**TEXT SHOWN:**
**********

When I create a task with a level one, I get the task under the original and also the same task listed in the main list. Is the correct functionality or am I doing something incorrectly?

Thanks
Richard

All responses

David Trey staff
Replied on Apr 14, 2014 - 12:25 UTC

Hello Richard,

Assuming that you're referring to the 7 days view - that's the correct behavior for this view. It shows all tasks that match the criteria "are due within 7 days" regardless of their indent level. On top of that, you have the option to see what sub-tasks a parent task contains by expanding it. If both match the criteria - that's where you'll see the related sub-task again.

This is the best way we could find to make sure you won't miss any important tasks if they're sub-tasks and match the criteria and at the same time won't display unrelated parent tasks that don't meet the search criteria just because one of their sub-tasks does.


Best regards,
David

Richard premium
Replied on Apr 14, 2014 - 12:34 UTC

Is there anyway that I can set it up so that I can view the subtasks only as a list?

**********

**DATA RECORDS:**
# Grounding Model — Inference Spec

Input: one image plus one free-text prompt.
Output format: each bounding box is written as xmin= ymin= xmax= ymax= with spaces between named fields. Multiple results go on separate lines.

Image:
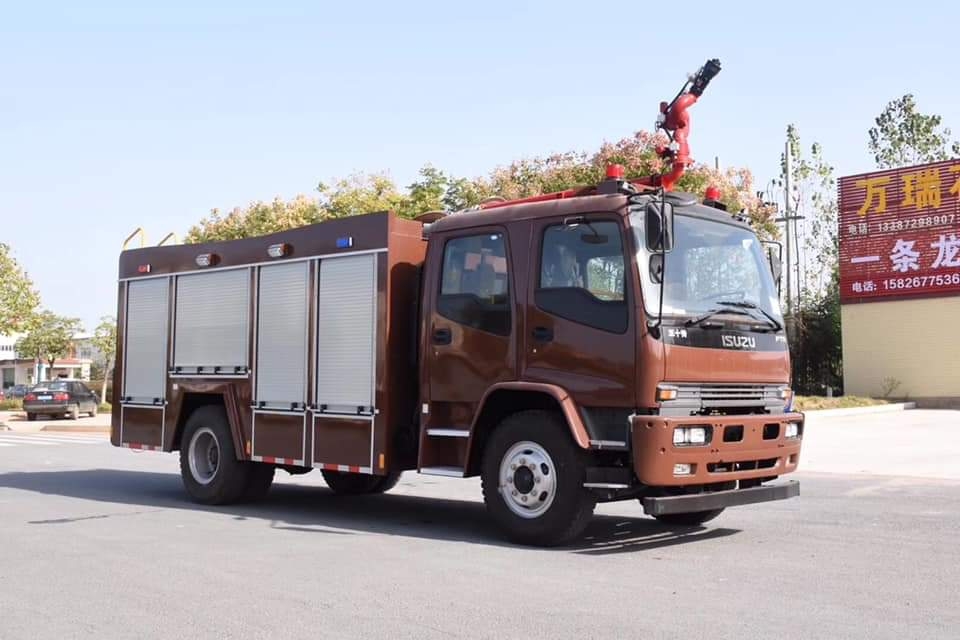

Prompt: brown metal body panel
xmin=313 ymin=417 xmax=382 ymax=473
xmin=251 ymin=411 xmax=308 ymax=465
xmin=382 ymin=217 xmax=427 ymax=471
xmin=632 ymin=413 xmax=803 ymax=487
xmin=120 ymin=213 xmax=390 ymax=279
xmin=121 ymin=407 xmax=164 ymax=447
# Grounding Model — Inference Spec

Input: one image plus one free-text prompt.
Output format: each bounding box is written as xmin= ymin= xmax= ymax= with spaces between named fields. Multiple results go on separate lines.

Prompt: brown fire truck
xmin=111 ymin=61 xmax=803 ymax=545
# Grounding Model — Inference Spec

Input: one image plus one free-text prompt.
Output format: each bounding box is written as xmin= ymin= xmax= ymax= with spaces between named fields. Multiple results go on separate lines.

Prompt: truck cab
xmin=419 ymin=192 xmax=803 ymax=541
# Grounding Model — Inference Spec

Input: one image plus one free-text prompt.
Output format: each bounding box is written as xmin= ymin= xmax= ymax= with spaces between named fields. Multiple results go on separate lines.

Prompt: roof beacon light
xmin=267 ymin=242 xmax=290 ymax=258
xmin=197 ymin=253 xmax=219 ymax=267
xmin=607 ymin=164 xmax=624 ymax=180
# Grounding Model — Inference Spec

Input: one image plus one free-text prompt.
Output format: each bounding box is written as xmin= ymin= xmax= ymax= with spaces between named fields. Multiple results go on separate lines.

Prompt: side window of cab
xmin=437 ymin=232 xmax=512 ymax=336
xmin=534 ymin=220 xmax=629 ymax=333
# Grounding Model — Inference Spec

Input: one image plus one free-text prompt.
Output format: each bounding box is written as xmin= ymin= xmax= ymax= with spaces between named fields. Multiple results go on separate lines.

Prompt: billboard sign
xmin=839 ymin=160 xmax=960 ymax=303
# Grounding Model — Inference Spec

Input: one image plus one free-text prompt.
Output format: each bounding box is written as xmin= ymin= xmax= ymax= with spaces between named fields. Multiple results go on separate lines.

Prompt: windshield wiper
xmin=717 ymin=300 xmax=783 ymax=331
xmin=684 ymin=307 xmax=754 ymax=327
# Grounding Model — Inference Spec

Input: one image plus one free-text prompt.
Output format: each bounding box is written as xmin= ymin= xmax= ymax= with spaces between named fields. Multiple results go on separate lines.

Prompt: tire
xmin=654 ymin=509 xmax=723 ymax=527
xmin=321 ymin=469 xmax=402 ymax=496
xmin=180 ymin=405 xmax=249 ymax=504
xmin=243 ymin=462 xmax=276 ymax=502
xmin=481 ymin=410 xmax=596 ymax=546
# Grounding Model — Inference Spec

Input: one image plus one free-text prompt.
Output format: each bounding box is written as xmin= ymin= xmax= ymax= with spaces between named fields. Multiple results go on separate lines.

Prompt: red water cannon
xmin=640 ymin=58 xmax=720 ymax=191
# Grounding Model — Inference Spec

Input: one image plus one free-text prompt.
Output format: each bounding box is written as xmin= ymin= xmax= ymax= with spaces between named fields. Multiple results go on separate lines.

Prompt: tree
xmin=867 ymin=93 xmax=960 ymax=169
xmin=15 ymin=311 xmax=80 ymax=382
xmin=92 ymin=316 xmax=117 ymax=403
xmin=0 ymin=243 xmax=40 ymax=335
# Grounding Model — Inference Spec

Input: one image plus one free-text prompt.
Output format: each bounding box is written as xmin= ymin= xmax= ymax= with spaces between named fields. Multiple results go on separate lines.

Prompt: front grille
xmin=661 ymin=383 xmax=783 ymax=409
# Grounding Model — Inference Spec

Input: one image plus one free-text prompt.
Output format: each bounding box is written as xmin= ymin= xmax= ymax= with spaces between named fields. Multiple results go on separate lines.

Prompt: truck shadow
xmin=0 ymin=469 xmax=739 ymax=555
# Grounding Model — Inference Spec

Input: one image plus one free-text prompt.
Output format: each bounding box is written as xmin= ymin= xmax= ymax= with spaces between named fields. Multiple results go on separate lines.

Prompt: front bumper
xmin=23 ymin=402 xmax=71 ymax=414
xmin=643 ymin=480 xmax=800 ymax=516
xmin=631 ymin=413 xmax=803 ymax=487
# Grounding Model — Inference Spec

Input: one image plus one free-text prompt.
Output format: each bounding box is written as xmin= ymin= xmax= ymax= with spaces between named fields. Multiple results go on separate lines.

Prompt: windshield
xmin=630 ymin=211 xmax=782 ymax=319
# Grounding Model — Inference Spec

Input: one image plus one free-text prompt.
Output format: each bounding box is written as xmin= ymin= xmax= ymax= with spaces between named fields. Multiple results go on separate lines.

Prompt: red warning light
xmin=607 ymin=164 xmax=624 ymax=180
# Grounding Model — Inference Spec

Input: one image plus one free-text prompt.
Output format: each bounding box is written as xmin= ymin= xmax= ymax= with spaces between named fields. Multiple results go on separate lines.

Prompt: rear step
xmin=420 ymin=467 xmax=464 ymax=478
xmin=427 ymin=429 xmax=470 ymax=438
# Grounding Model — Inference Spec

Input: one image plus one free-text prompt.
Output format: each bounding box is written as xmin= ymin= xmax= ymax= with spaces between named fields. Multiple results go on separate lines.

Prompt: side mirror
xmin=645 ymin=202 xmax=673 ymax=251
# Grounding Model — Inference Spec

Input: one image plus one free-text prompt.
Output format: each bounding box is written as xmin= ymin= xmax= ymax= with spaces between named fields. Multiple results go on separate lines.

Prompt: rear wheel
xmin=482 ymin=410 xmax=596 ymax=546
xmin=321 ymin=469 xmax=402 ymax=496
xmin=654 ymin=509 xmax=723 ymax=527
xmin=180 ymin=405 xmax=251 ymax=504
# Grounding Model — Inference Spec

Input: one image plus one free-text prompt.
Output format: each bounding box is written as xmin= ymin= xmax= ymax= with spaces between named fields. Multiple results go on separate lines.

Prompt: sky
xmin=0 ymin=0 xmax=960 ymax=330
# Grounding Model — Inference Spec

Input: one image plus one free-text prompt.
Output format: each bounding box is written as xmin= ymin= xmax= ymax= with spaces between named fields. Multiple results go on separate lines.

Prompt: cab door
xmin=422 ymin=227 xmax=516 ymax=437
xmin=521 ymin=214 xmax=636 ymax=422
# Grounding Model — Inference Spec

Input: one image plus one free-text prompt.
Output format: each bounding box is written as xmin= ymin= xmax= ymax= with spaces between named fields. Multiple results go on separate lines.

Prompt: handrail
xmin=157 ymin=231 xmax=180 ymax=247
xmin=121 ymin=227 xmax=147 ymax=251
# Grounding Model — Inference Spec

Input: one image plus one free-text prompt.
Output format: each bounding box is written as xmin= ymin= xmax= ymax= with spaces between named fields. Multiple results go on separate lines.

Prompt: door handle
xmin=533 ymin=327 xmax=553 ymax=342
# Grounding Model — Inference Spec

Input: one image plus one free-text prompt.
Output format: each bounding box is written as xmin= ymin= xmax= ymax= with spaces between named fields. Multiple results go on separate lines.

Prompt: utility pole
xmin=783 ymin=140 xmax=793 ymax=316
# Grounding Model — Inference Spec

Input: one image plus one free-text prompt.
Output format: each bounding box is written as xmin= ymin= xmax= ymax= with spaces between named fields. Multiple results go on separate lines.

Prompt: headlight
xmin=657 ymin=384 xmax=680 ymax=402
xmin=673 ymin=427 xmax=713 ymax=447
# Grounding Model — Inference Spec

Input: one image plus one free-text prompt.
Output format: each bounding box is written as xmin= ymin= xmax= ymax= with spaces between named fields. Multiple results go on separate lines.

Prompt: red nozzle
xmin=607 ymin=164 xmax=624 ymax=180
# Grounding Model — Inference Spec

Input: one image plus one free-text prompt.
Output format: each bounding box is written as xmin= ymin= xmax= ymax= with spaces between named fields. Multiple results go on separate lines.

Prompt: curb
xmin=40 ymin=424 xmax=110 ymax=433
xmin=803 ymin=402 xmax=917 ymax=417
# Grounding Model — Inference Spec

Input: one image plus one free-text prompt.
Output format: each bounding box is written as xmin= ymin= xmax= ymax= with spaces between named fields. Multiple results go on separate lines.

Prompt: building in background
xmin=839 ymin=160 xmax=960 ymax=406
xmin=0 ymin=335 xmax=97 ymax=389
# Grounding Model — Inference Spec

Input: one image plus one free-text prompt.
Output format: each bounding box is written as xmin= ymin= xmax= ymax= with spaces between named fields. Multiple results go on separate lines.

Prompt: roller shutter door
xmin=173 ymin=269 xmax=250 ymax=374
xmin=122 ymin=278 xmax=170 ymax=404
xmin=254 ymin=262 xmax=309 ymax=409
xmin=316 ymin=254 xmax=377 ymax=414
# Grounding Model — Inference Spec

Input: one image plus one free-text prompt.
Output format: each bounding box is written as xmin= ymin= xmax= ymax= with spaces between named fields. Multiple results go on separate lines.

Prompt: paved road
xmin=0 ymin=413 xmax=960 ymax=640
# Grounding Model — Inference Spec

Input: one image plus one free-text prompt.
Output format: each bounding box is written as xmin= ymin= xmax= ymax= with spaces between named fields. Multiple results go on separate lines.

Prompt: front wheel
xmin=482 ymin=410 xmax=596 ymax=546
xmin=654 ymin=509 xmax=723 ymax=527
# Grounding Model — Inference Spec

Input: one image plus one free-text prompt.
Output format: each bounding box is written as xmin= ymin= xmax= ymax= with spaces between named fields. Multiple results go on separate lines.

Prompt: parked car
xmin=7 ymin=384 xmax=30 ymax=398
xmin=23 ymin=380 xmax=100 ymax=421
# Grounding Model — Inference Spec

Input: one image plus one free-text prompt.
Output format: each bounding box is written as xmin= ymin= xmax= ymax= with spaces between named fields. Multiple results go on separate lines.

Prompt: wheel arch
xmin=465 ymin=382 xmax=590 ymax=476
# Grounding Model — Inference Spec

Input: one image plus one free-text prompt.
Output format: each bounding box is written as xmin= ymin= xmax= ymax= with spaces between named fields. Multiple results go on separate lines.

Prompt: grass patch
xmin=793 ymin=396 xmax=890 ymax=411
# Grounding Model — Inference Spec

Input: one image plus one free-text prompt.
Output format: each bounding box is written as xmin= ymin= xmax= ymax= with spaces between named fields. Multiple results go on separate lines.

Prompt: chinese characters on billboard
xmin=839 ymin=160 xmax=960 ymax=302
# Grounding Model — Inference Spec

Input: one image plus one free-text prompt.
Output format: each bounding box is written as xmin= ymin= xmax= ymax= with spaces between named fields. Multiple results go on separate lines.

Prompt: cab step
xmin=420 ymin=466 xmax=464 ymax=478
xmin=427 ymin=429 xmax=470 ymax=438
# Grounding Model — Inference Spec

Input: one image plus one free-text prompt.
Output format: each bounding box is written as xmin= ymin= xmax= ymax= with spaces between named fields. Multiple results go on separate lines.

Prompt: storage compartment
xmin=173 ymin=269 xmax=250 ymax=375
xmin=254 ymin=262 xmax=310 ymax=410
xmin=315 ymin=254 xmax=377 ymax=415
xmin=121 ymin=278 xmax=170 ymax=404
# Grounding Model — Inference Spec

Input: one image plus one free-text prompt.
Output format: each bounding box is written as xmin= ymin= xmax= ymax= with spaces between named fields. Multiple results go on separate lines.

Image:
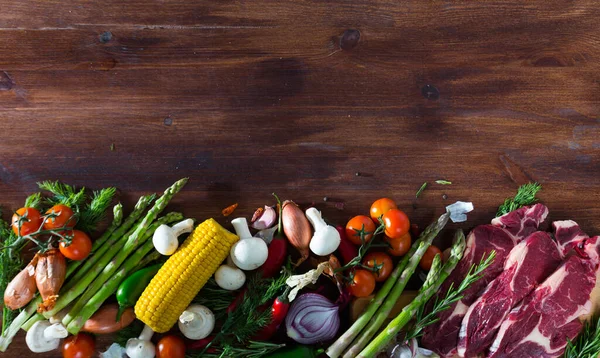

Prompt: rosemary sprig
xmin=0 ymin=211 xmax=23 ymax=335
xmin=415 ymin=182 xmax=427 ymax=199
xmin=496 ymin=183 xmax=542 ymax=217
xmin=77 ymin=187 xmax=117 ymax=233
xmin=404 ymin=250 xmax=496 ymax=342
xmin=564 ymin=316 xmax=600 ymax=358
xmin=25 ymin=193 xmax=44 ymax=211
xmin=38 ymin=180 xmax=86 ymax=208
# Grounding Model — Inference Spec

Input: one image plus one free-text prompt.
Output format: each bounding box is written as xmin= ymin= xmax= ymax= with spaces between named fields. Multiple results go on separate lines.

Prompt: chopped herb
xmin=496 ymin=183 xmax=542 ymax=217
xmin=415 ymin=182 xmax=427 ymax=198
xmin=435 ymin=179 xmax=452 ymax=185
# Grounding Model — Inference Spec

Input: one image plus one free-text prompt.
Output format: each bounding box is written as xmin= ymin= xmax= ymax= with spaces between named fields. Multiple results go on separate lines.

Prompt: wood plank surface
xmin=0 ymin=0 xmax=600 ymax=357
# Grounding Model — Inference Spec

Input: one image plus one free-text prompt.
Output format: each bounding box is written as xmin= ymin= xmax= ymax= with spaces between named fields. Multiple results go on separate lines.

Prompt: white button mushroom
xmin=215 ymin=265 xmax=246 ymax=291
xmin=306 ymin=208 xmax=341 ymax=256
xmin=25 ymin=321 xmax=66 ymax=353
xmin=177 ymin=305 xmax=215 ymax=339
xmin=125 ymin=325 xmax=156 ymax=358
xmin=152 ymin=219 xmax=194 ymax=256
xmin=230 ymin=218 xmax=269 ymax=271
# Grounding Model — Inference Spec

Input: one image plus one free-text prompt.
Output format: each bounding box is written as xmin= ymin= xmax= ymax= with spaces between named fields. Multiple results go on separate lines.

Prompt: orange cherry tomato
xmin=363 ymin=252 xmax=394 ymax=282
xmin=11 ymin=208 xmax=42 ymax=236
xmin=385 ymin=233 xmax=411 ymax=256
xmin=44 ymin=204 xmax=75 ymax=230
xmin=156 ymin=335 xmax=185 ymax=358
xmin=371 ymin=198 xmax=398 ymax=224
xmin=419 ymin=245 xmax=442 ymax=271
xmin=346 ymin=215 xmax=375 ymax=245
xmin=383 ymin=209 xmax=410 ymax=239
xmin=63 ymin=333 xmax=96 ymax=358
xmin=349 ymin=269 xmax=375 ymax=297
xmin=58 ymin=230 xmax=92 ymax=260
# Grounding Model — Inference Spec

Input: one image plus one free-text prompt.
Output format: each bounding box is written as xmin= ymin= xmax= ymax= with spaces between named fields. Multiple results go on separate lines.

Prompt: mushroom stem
xmin=231 ymin=218 xmax=252 ymax=240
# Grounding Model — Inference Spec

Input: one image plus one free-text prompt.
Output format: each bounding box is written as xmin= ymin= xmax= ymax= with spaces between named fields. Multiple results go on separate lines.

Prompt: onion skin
xmin=281 ymin=200 xmax=312 ymax=265
xmin=285 ymin=293 xmax=340 ymax=344
xmin=4 ymin=255 xmax=38 ymax=310
xmin=35 ymin=249 xmax=67 ymax=313
xmin=83 ymin=303 xmax=135 ymax=334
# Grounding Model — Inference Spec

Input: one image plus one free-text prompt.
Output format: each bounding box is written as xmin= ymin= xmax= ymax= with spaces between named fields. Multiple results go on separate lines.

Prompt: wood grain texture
xmin=0 ymin=0 xmax=600 ymax=357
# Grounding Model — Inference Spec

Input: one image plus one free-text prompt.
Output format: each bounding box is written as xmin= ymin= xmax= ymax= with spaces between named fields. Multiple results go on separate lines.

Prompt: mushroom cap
xmin=215 ymin=265 xmax=246 ymax=291
xmin=230 ymin=237 xmax=269 ymax=271
xmin=25 ymin=321 xmax=60 ymax=353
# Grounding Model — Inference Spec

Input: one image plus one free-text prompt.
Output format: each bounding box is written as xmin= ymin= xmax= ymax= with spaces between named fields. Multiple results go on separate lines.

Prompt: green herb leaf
xmin=25 ymin=193 xmax=43 ymax=211
xmin=415 ymin=182 xmax=427 ymax=198
xmin=564 ymin=317 xmax=600 ymax=358
xmin=496 ymin=183 xmax=542 ymax=217
xmin=435 ymin=180 xmax=452 ymax=185
xmin=0 ymin=211 xmax=23 ymax=335
xmin=38 ymin=180 xmax=86 ymax=209
xmin=405 ymin=250 xmax=496 ymax=341
xmin=77 ymin=188 xmax=117 ymax=232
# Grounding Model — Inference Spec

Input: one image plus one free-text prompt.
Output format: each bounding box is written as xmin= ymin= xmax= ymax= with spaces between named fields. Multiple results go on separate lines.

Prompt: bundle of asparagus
xmin=325 ymin=213 xmax=452 ymax=358
xmin=0 ymin=178 xmax=187 ymax=352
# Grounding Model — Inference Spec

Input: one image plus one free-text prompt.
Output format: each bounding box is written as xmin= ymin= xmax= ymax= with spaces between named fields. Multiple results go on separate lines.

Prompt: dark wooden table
xmin=0 ymin=0 xmax=600 ymax=357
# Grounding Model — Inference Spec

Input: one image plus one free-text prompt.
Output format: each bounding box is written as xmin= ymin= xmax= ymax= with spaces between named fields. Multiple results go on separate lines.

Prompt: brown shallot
xmin=35 ymin=249 xmax=67 ymax=312
xmin=4 ymin=255 xmax=38 ymax=310
xmin=281 ymin=200 xmax=312 ymax=265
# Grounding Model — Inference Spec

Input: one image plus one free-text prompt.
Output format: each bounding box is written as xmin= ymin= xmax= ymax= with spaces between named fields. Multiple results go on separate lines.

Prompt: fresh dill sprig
xmin=25 ymin=193 xmax=44 ymax=211
xmin=564 ymin=316 xmax=600 ymax=358
xmin=0 ymin=211 xmax=23 ymax=335
xmin=496 ymin=183 xmax=542 ymax=217
xmin=191 ymin=341 xmax=285 ymax=358
xmin=192 ymin=278 xmax=235 ymax=314
xmin=77 ymin=187 xmax=117 ymax=232
xmin=415 ymin=182 xmax=427 ymax=198
xmin=405 ymin=250 xmax=496 ymax=342
xmin=38 ymin=180 xmax=86 ymax=209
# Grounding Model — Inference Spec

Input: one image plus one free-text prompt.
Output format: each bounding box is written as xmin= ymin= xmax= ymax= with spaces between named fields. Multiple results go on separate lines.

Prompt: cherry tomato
xmin=363 ymin=252 xmax=394 ymax=282
xmin=419 ymin=245 xmax=442 ymax=271
xmin=350 ymin=269 xmax=375 ymax=297
xmin=346 ymin=215 xmax=375 ymax=245
xmin=385 ymin=233 xmax=411 ymax=256
xmin=12 ymin=208 xmax=42 ymax=236
xmin=383 ymin=209 xmax=410 ymax=239
xmin=371 ymin=198 xmax=398 ymax=224
xmin=58 ymin=230 xmax=92 ymax=260
xmin=63 ymin=333 xmax=96 ymax=358
xmin=44 ymin=204 xmax=75 ymax=230
xmin=156 ymin=335 xmax=185 ymax=358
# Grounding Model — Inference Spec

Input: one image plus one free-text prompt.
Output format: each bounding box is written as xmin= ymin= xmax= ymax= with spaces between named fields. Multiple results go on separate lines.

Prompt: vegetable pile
xmin=0 ymin=183 xmax=600 ymax=358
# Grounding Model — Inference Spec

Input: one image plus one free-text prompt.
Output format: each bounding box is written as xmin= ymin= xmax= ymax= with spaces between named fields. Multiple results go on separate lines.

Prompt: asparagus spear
xmin=325 ymin=213 xmax=450 ymax=358
xmin=63 ymin=213 xmax=183 ymax=334
xmin=65 ymin=203 xmax=123 ymax=280
xmin=356 ymin=232 xmax=476 ymax=358
xmin=44 ymin=194 xmax=154 ymax=318
xmin=0 ymin=295 xmax=42 ymax=352
xmin=62 ymin=178 xmax=187 ymax=326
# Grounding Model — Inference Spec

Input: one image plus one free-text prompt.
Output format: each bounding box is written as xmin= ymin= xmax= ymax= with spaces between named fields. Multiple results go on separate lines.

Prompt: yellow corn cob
xmin=135 ymin=219 xmax=239 ymax=333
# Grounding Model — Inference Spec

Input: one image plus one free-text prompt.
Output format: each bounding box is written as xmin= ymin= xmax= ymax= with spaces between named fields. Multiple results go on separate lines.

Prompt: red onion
xmin=285 ymin=293 xmax=340 ymax=344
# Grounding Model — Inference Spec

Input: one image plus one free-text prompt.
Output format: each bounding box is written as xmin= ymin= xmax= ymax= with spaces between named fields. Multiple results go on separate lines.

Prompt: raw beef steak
xmin=489 ymin=255 xmax=597 ymax=358
xmin=458 ymin=231 xmax=562 ymax=357
xmin=421 ymin=204 xmax=548 ymax=356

**********

**TRY IT:**
Reproduce the forum thread above word for word from "David Trey staff" to "their sub-tasks does.".

**TASK OUTPUT:**
David Trey staff
Replied on Apr 14, 2014 - 12:25 UTC

Hello Richard,

Assuming that you're referring to the 7 days view - that's the correct behavior for this view. It shows all tasks that match the criteria "are due within 7 days" regardless of their indent level. On top of that, you have the option to see what sub-tasks a parent task contains by expanding it. If both match the criteria - that's where you'll see the related sub-task again.

This is the best way we could find to make sure you won't miss any important tasks if they're sub-tasks and match the criteria and at the same time won't display unrelated parent tasks that don't meet the search criteria just because one of their sub-tasks does.